Revise the records from the line with "of the hazy" through the end of the records, replacing "hazy horizon" with "misty horizon" and keeping everything else the same. Omit the pictures from your answer.

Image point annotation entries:
============
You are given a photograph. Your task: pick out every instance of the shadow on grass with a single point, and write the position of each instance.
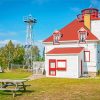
(18, 93)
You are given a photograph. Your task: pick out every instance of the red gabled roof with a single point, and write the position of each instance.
(65, 50)
(70, 32)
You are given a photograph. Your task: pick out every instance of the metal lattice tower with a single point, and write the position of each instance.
(30, 21)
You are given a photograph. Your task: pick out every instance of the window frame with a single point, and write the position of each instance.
(52, 69)
(82, 34)
(60, 68)
(85, 56)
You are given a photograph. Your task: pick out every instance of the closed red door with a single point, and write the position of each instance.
(52, 67)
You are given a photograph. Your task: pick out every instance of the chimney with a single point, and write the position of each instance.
(87, 20)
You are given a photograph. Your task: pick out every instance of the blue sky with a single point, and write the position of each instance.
(50, 14)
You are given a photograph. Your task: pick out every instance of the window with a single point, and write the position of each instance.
(86, 56)
(61, 65)
(82, 35)
(52, 67)
(56, 37)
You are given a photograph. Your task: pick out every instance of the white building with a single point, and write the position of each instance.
(75, 49)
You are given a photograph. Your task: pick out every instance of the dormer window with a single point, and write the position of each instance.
(82, 34)
(56, 37)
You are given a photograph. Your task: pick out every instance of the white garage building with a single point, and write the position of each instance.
(74, 50)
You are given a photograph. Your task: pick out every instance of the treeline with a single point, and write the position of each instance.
(14, 54)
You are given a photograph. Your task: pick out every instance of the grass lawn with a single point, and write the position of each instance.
(59, 89)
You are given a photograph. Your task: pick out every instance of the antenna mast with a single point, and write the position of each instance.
(30, 21)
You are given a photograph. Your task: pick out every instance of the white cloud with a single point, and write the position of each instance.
(8, 33)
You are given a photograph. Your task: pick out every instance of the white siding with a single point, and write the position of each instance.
(95, 28)
(90, 46)
(72, 66)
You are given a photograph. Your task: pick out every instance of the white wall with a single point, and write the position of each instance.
(72, 66)
(90, 46)
(95, 28)
(98, 57)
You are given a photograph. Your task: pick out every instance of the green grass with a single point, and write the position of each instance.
(16, 74)
(59, 89)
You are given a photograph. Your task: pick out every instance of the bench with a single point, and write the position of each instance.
(11, 89)
(12, 85)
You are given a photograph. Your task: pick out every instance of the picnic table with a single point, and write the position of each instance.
(12, 85)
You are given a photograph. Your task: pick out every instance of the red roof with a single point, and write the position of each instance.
(65, 50)
(70, 32)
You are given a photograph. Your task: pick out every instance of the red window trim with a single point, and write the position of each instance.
(58, 68)
(85, 56)
(52, 69)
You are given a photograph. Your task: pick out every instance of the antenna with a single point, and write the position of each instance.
(30, 21)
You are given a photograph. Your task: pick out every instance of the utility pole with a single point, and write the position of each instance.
(30, 21)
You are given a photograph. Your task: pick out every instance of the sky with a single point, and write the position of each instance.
(51, 15)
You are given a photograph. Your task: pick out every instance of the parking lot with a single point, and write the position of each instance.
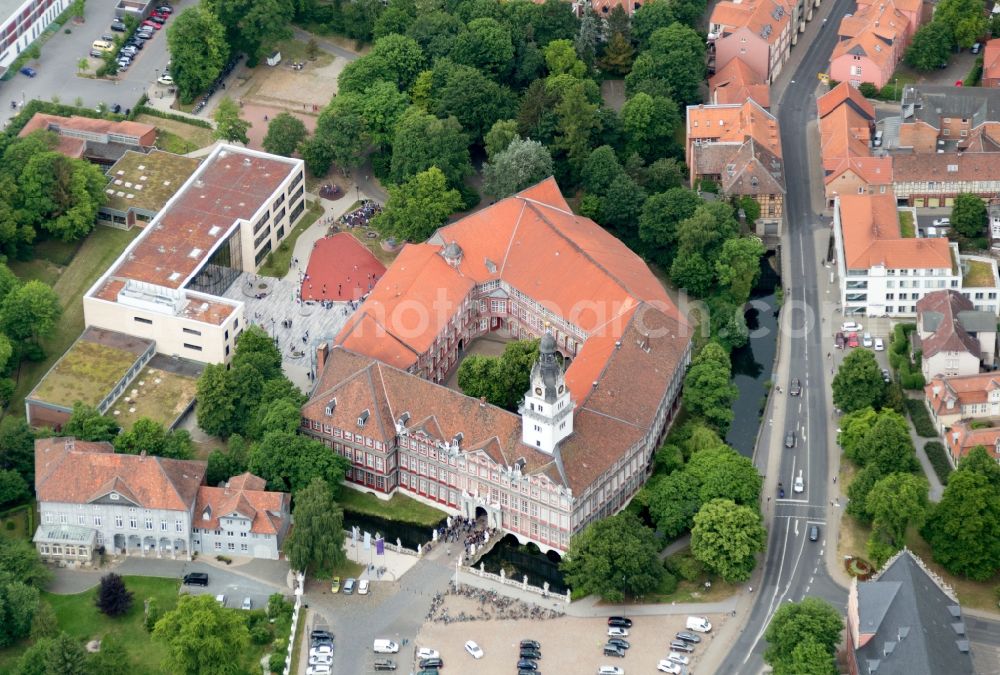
(57, 67)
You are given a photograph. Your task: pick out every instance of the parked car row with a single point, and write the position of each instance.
(320, 652)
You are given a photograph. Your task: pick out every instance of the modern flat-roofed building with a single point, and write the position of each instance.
(236, 208)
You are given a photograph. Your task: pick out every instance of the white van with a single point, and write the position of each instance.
(698, 623)
(385, 647)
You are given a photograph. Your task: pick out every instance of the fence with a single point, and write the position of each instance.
(522, 585)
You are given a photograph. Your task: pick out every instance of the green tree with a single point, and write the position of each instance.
(423, 141)
(522, 164)
(289, 462)
(812, 622)
(649, 124)
(316, 543)
(418, 207)
(66, 655)
(613, 557)
(963, 529)
(858, 383)
(202, 637)
(708, 392)
(113, 598)
(726, 538)
(229, 126)
(485, 45)
(894, 503)
(86, 424)
(930, 47)
(968, 216)
(284, 134)
(198, 51)
(723, 473)
(253, 27)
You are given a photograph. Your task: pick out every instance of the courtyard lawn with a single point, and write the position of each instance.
(278, 261)
(89, 262)
(79, 617)
(906, 228)
(399, 508)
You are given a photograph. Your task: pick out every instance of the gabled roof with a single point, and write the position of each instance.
(913, 624)
(77, 472)
(939, 313)
(872, 237)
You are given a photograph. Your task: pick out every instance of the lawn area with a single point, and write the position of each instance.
(97, 252)
(162, 397)
(906, 227)
(280, 260)
(978, 274)
(174, 131)
(399, 508)
(79, 617)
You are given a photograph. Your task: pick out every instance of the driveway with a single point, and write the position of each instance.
(60, 55)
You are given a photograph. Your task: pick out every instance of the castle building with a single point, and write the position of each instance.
(612, 358)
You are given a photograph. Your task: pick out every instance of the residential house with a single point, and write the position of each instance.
(882, 273)
(97, 140)
(991, 63)
(954, 337)
(871, 43)
(581, 442)
(757, 31)
(142, 505)
(906, 621)
(738, 146)
(951, 399)
(735, 82)
(962, 438)
(846, 120)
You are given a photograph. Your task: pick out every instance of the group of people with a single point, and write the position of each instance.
(361, 216)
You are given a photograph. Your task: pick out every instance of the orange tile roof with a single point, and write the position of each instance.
(736, 82)
(243, 496)
(960, 390)
(733, 124)
(871, 234)
(77, 472)
(991, 60)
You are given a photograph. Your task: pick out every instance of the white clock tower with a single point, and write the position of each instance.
(547, 410)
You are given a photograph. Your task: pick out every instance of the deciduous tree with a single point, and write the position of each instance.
(726, 538)
(316, 543)
(612, 557)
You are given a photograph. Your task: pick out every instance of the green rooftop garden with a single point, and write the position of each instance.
(87, 372)
(162, 396)
(978, 274)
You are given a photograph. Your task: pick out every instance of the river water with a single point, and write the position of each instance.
(752, 364)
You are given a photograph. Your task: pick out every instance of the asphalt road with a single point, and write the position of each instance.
(795, 567)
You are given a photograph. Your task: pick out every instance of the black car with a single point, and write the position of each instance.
(688, 637)
(196, 579)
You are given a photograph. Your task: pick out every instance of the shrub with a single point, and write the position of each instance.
(921, 418)
(938, 458)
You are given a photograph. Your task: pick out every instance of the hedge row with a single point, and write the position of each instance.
(938, 458)
(156, 112)
(921, 418)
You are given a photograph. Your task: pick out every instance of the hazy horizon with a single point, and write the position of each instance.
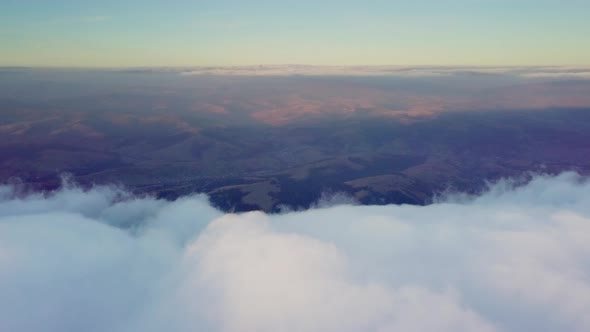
(205, 33)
============
Full response ::
You are given a photograph. Your task: pick out every instance of the misty horizon with a single point, and write the position of each instance.
(205, 33)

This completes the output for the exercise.